- **Seitenauszug**

Na dann nenne mal bitte einen Provider der ein Win-System - das nicht ein Win-Server ist - als Server anbietet . Außerdem kannst ja mal erklären wie Du aus einem Win-Client z.b. einen simplen Domain Controller aufsetzt oder wie sieht es mit Hardware-RAID aus? Wieso ist Windows eigentlich das einzige OS, das ein so grottenschlechtes Filesystem hat, das man es immer mal wieder defragmentieren soll?

Bei Linux gibt es diese Trennung zwischen Client- und Server-Maschine einfach nicht. Dort ist man ganz frei und baut sich das zusammen, was man benötigt. Das geht mit Windows eben nicht so einfach. Wie auch? MS bietet verschieden Stacks an, um diese auch verkaufen zu können - was ja auch völlig legitim ist.



			
				JavaMeister hat gesagt.:
			
		

> Grund Lizenzkosten. Windows benötigt in minimalen mehr Ressourcen als ein Linux-Basiertes system.



Lizenkosten ist immer so ein Totschlagargument. Da spielen eher so Sachen wie Sicherheit, Hochverfügbarkeit und Skalierbarkeit eine Rolle. 

Das mit den Ressourcen liegt schlichtweg an der Architektur der beiden Systeme. Windows(wie der Name schon sagt) läuft nur über eine GUI. Linux braucht diese eben nicht. Da kann man sich zwar zwischen einer Vielzahl an GUIs entscheiden aber wenn Linux als Server eingesetzt wird, hat man in den seltensten Fällen eine GUI. Wofür auch? Das verbraucht Ressourcen, ist sicherheitskritisch (aufgrund einer Vielzahl eigentlich nicht benötigter Dienste) und wenig performant, da ein Server andere Aufgaben hat als eine schicke Oberfläche zu präsentieren.

Ich benutze übrigens verschiedene Betriebssysteme . Es ist also nicht so, das ich alles nur durch eine Brille sehe. 
Betriebssysteme sind - wie Programmiersprachen auch - Werkzeuge, also Mittel zum Zweck. Leute die daraus einen Flamewar machen wollen, schauen einfach nicht über den Tellerrand.[/EDIT]


----------

- **Arbeitsanweisung 1**
Schreiben Sie aus dem Seitenauszug den Abschnitt ab, der mit den Worten "Na dann nenne" anfängt und mit "ein Linux-Basiertes system." schließt.
- **Arbeitsanweisung 2**
Übersetzen Sie diesen Satz aus dem Seitenauszug ins Englische: „Betriebssysteme sind - wie Programmiersprachen auch - Werkzeuge, also Mittel zum Zweck.“
Stützen Sie sich allein auf den Seitenauszug.

- **Bereitgestellte Daten**
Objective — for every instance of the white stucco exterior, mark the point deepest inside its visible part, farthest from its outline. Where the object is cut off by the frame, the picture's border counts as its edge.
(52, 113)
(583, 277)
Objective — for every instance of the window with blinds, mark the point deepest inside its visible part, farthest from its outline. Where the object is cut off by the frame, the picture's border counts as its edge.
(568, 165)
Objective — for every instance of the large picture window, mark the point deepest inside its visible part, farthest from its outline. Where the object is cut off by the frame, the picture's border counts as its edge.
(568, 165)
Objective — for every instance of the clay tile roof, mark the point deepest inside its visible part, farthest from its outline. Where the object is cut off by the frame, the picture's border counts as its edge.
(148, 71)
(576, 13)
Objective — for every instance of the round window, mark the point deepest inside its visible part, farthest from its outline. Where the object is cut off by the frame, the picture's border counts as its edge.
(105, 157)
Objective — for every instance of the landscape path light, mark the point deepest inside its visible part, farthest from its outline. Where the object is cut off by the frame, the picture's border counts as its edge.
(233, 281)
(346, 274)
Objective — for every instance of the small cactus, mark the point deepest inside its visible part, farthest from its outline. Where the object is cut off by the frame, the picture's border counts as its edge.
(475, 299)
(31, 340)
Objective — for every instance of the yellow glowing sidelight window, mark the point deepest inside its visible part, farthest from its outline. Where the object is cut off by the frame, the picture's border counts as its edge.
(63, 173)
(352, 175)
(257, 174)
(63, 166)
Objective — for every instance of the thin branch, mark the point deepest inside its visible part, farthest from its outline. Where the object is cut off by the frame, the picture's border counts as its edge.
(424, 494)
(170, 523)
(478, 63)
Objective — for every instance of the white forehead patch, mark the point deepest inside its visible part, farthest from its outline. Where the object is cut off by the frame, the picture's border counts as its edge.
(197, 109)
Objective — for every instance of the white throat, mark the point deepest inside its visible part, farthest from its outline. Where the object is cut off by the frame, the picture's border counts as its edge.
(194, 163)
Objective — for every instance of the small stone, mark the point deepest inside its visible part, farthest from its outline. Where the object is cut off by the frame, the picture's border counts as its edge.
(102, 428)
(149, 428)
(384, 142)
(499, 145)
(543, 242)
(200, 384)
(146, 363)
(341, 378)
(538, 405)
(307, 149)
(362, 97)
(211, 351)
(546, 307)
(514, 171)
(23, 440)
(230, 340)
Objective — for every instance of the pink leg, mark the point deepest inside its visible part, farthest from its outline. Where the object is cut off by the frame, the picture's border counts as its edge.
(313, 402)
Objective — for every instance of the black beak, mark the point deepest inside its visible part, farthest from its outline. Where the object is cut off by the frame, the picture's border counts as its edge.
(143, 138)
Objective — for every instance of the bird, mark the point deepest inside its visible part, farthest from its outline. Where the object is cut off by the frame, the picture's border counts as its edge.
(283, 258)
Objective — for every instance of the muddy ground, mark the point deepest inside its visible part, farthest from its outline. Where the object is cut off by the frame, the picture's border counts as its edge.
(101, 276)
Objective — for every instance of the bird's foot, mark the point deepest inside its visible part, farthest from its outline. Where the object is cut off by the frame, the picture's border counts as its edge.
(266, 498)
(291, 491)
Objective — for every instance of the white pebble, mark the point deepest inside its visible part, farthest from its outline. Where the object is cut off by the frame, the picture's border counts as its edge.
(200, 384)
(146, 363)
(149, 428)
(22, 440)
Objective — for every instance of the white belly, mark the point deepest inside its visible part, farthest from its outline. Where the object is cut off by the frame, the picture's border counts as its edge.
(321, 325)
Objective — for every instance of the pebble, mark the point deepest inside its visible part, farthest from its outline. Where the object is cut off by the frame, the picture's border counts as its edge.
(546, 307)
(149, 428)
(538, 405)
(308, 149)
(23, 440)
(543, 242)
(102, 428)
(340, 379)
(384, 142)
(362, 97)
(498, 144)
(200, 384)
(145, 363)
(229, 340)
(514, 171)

- **Schriftliche Antwort 1**
Na dann nenne mal bitte einen Provider der ein Win-System - das nicht ein Win-Server ist - als Server anbietet . Außerdem kannst ja mal erklären wie Du aus einem Win-Client z.b. einen simplen Domain Controller aufsetzt oder wie sieht es mit Hardware-RAID aus? Wieso ist Windows eigentlich das einzige OS, das ein so grottenschlechtes Filesystem hat, das man es immer mal wieder defragmentieren soll?

Bei Linux gibt es diese Trennung zwischen Client- und Server-Maschine einfach nicht. Dort ist man ganz frei und baut sich das zusammen, was man benötigt. Das geht mit Windows eben nicht so einfach. Wie auch? MS bietet verschieden Stacks an, um diese auch verkaufen zu können - was ja auch völlig legitim ist.



			
				JavaMeister hat gesagt.:
			
		

> Grund Lizenzkosten. Windows benötigt in minimalen mehr Ressourcen als ein Linux-Basiertes system.

- **Schriftliche Antwort 2**
Operating systems, like programming languages, are tools, that is, a means to an end.